-------- Reading passage
These instruments all suffer from the same limitation in that the measured penetration resistance is not easily interpreted or correlated uniquely to other standard mechanical tests, either compressive, tension or shear. All penetrometers used in snow can therefore only be indicative of a normal mechanical property. Good correlations between penetration resistance and mechanical properties have been found for soils (Meigh, 1987). Fukue (1979) showed that the penetration force of a small blade penetrometer was highly correlated to the unconfined compressive strength of snow. Huang and others (1993) showed that micromechanical processes strongly affect penetration resistance in granular material. These findings support the proposition that thin-blade and small-diameter penetrometers can better detect the microstructural character of snow than can large-diameter cone penetrometers and, as a consequence, should be well correlated to the macro-scale mechanical properties.

During the past 3 years, Johnson and Schneebeli (1997) worked independently to develop a penetrometer with high spatial resolution that could detect fine layering and micro-structural effects. Their independent efforts have been combined to further develop the instrument and to correlate the penetrometer resistance measurements to well-defined mechanical properties. The fundamental concept is that a continuously recording small-diameter or thin-blade penetrometer will make a more direct connection to the micromechanical properties than do large-diameter cone penetrometers. Hence, the measurement of thin layers and structural properties of snow should be improved. Several tests have been made using a prototype penetrometer to prove the concept.

Design Requirements and Experimental Evaluation of the Penetrometer

The snow penetrometer is designed to fulfill several requirements to minimize errors and interpretation ambiguities. The penetrometer should have a high rigidity and a constant penetration velocity. The measuring tip should have a small diameter (cone) or thickness (blade) and small length dimensions to allow detection of thin layers and the breaking of grain bonds rather than producing a primarily compressive failure. The depth of penetration should be at least 1.5 m to profile a normally deep snowpack. In addition, it should also be a field-portable device. High rigidity and constant velocity penetration minimize measurement inaccuracies that arise from the storage and release of energy during penetration and inertial forces caused by sudden penetration velocity changes. Constant-velocity penetration (1-40 mm s−1) avoids the rate-dependence associated with creep deformation. So far is no evidence of inertial forces in our records to date. Thin layers, either buried surface hoar, sun- or windcrusts, have typical vertical dimensions of between 3 and 10 mm. The measuring tip must therefore be of a similar or smaller vertical dimension than these layers.
----------------
-------- Raw records
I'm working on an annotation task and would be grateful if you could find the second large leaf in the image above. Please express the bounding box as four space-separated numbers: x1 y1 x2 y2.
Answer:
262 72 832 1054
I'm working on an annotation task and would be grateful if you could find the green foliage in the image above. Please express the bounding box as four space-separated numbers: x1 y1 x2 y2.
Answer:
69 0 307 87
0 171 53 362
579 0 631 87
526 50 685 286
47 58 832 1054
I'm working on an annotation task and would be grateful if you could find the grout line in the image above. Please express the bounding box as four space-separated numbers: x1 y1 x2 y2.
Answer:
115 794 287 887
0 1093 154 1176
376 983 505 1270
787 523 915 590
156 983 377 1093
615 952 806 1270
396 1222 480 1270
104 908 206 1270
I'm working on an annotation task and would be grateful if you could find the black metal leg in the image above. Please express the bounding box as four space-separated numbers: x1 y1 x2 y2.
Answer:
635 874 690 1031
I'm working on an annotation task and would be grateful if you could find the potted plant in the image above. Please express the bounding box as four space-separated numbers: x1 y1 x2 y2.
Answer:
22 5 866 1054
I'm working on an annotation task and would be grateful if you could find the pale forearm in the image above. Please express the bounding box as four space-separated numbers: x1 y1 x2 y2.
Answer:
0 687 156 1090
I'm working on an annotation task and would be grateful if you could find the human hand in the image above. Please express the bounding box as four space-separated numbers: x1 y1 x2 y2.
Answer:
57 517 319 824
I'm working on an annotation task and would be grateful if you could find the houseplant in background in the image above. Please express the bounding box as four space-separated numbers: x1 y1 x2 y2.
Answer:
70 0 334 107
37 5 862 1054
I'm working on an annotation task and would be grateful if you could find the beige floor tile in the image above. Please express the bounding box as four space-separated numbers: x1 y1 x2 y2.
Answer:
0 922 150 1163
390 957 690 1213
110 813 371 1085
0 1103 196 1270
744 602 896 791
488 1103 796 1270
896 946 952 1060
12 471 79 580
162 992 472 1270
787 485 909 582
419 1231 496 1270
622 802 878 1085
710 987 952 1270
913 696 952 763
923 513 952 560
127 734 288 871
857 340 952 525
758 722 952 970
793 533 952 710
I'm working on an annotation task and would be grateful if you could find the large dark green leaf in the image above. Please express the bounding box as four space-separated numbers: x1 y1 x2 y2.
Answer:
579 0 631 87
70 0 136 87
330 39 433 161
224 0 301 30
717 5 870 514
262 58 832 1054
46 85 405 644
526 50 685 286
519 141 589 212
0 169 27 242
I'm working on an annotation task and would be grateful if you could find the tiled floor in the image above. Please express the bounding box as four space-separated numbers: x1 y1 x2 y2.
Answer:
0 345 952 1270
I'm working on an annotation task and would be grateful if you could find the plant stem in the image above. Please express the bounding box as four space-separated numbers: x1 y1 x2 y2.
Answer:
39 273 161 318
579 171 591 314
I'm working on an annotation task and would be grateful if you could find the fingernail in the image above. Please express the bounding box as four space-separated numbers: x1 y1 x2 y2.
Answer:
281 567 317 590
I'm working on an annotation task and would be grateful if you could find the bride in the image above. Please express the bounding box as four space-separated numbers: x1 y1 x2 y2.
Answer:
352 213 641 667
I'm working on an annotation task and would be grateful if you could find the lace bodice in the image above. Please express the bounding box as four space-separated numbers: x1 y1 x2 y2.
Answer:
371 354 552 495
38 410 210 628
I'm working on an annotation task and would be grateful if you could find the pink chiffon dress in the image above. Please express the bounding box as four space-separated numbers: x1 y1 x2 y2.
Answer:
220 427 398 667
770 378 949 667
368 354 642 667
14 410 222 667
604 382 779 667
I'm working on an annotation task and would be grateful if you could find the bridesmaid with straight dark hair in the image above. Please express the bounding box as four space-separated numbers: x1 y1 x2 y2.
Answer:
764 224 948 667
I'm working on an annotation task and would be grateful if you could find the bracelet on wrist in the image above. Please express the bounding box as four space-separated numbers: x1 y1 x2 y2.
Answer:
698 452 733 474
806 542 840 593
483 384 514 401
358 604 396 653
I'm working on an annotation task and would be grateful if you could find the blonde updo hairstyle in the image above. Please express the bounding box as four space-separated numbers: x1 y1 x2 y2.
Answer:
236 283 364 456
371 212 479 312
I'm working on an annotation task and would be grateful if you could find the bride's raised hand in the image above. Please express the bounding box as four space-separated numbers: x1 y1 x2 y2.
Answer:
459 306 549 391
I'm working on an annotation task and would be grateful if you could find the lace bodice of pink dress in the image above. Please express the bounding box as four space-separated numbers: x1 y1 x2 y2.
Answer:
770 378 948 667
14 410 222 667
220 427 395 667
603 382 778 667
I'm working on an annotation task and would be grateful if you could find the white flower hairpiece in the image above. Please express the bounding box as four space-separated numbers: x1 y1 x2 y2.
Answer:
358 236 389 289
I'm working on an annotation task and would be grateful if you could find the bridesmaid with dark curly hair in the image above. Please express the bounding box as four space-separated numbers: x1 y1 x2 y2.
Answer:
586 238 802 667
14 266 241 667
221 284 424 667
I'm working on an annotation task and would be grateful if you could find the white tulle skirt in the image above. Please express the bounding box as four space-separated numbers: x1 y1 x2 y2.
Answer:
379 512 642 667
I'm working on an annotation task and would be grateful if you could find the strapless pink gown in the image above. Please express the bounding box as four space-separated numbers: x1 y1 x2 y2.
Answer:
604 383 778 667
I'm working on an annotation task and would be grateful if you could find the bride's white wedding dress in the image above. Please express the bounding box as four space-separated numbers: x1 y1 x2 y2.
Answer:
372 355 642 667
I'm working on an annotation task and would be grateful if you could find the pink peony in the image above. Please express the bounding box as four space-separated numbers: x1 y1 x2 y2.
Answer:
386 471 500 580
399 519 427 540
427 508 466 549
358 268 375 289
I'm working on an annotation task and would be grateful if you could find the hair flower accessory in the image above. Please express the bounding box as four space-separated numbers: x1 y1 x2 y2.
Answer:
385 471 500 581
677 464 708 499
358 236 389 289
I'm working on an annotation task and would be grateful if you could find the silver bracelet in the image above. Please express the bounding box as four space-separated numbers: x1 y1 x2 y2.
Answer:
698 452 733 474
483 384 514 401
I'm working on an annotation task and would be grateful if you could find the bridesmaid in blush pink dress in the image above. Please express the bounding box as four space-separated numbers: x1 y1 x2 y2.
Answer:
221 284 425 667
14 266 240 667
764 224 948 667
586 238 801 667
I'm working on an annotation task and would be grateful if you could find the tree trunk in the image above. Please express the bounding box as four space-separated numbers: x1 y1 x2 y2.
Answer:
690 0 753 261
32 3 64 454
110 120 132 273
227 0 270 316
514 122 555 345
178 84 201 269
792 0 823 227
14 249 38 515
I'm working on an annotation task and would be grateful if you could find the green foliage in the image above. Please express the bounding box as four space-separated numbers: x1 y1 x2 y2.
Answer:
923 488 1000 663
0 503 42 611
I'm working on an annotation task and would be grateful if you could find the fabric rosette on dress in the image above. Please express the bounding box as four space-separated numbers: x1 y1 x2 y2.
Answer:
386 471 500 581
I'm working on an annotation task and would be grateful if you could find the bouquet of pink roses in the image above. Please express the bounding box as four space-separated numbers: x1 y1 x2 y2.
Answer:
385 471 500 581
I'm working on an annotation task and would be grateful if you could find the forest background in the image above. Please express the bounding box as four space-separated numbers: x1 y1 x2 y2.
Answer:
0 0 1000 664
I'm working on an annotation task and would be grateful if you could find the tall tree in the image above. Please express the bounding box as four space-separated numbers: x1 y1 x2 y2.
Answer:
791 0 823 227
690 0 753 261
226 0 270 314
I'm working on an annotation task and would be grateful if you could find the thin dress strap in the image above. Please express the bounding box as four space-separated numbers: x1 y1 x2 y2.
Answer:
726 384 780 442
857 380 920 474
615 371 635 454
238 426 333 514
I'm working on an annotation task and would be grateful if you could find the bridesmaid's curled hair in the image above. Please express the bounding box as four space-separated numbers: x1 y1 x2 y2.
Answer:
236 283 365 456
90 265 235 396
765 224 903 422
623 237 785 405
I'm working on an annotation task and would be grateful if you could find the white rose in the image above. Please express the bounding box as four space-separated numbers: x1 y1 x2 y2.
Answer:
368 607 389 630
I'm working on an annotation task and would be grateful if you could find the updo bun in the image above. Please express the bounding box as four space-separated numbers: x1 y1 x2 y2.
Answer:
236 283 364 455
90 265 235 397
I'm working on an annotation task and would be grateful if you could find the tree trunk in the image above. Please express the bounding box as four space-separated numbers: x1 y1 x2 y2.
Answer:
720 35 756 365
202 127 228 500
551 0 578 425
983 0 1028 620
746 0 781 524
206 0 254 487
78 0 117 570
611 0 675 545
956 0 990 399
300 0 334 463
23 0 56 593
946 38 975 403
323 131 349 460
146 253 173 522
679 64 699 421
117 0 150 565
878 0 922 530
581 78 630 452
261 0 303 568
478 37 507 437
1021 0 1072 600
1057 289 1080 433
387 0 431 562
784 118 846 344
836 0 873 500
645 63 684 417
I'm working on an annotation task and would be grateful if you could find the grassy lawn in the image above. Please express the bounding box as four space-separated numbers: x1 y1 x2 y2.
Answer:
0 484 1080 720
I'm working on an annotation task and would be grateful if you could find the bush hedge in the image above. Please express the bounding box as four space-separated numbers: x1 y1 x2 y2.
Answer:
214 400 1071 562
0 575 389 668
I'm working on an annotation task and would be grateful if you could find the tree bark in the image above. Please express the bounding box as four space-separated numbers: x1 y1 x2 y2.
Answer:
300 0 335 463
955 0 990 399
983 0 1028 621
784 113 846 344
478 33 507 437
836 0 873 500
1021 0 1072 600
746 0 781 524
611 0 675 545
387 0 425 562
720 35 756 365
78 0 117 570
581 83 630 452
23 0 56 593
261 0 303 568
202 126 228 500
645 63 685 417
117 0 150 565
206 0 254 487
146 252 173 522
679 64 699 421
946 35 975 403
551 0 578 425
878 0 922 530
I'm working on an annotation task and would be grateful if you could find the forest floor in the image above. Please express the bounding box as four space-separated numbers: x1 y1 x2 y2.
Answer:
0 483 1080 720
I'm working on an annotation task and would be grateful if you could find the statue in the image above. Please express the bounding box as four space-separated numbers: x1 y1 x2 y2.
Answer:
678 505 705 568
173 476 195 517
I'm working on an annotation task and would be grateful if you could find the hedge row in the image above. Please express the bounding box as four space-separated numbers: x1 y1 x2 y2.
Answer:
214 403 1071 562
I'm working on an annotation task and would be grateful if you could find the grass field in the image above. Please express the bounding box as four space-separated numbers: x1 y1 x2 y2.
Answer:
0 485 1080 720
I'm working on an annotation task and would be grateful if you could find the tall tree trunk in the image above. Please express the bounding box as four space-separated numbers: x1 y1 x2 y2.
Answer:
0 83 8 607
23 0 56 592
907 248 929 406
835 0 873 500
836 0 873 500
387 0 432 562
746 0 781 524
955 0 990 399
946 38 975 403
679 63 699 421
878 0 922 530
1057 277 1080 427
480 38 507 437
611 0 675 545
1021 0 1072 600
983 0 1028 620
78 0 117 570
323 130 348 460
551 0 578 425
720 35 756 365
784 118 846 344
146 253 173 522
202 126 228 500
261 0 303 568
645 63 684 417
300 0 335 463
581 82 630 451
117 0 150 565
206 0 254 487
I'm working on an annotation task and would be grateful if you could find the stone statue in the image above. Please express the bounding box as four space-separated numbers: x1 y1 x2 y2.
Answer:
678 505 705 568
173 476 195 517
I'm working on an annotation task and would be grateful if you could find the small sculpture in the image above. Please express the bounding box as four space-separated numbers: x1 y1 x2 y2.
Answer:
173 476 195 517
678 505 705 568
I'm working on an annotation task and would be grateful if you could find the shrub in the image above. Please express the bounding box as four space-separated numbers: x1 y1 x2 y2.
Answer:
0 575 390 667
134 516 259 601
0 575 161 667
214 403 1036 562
----------------
> [Set tasks]:
1. Based on the snow penetrometer passage, decide whether each statement agrees with it. Answer yes or no, and quote the words of the passage that settle it.
(a) The penetrometer should be able to reach a depth of at least 1.5 m.
(b) Fukue (1979) found that the penetration force of a small blade penetrometer was poorly correlated to the unconfined compressive strength of snow.
(c) Thin layers such as buried surface hoar typically measure between 3 and 10 mm vertically.
2. In the records, start at the line that contains "lace bodice of" and stop after the line that contains "379 512 642 667". Rewrite those lines as a JSON list of strings, one string per line, leaving out blank lines.

> [Responses to the tasks]:
1.
(a) Yes: "The depth of penetration should be at least 1.5 m to profile a normally deep snowpack."
(b) No: "the penetration force of a small blade penetrometer was highly correlated to the unconfined compressive strength of snow."
(c) Yes: "Thin layers, either buried surface hoar, sun- or windcrusts, have typical vertical dimensions of between 3 and 10 mm."

2.
[
  "I'm working on an annotation task and would be grateful if you could find the lace bodice of pink dress in the image above. Please express the bounding box as four space-separated numbers: x1 y1 x2 y2.",
  "Answer:",
  "770 378 948 667",
  "14 410 222 667",
  "220 427 395 667",
  "603 382 778 667",
  "I'm working on an annotation task and would be grateful if you could find the white flower hairpiece in the image above. Please express the bounding box as four space-separated numbers: x1 y1 x2 y2.",
  "Answer:",
  "358 236 389 289",
  "I'm working on an annotation task and would be grateful if you could find the bridesmaid with dark curly hair in the image above. Please express the bounding box as four space-separated numbers: x1 y1 x2 y2.",
  "Answer:",
  "586 238 802 667",
  "14 266 241 667",
  "221 284 424 667",
  "I'm working on an annotation task and would be grateful if you could find the white tulle skirt in the image above. Please express the bounding box as four space-separated numbers: x1 y1 x2 y2.",
  "Answer:",
  "379 512 642 667"
]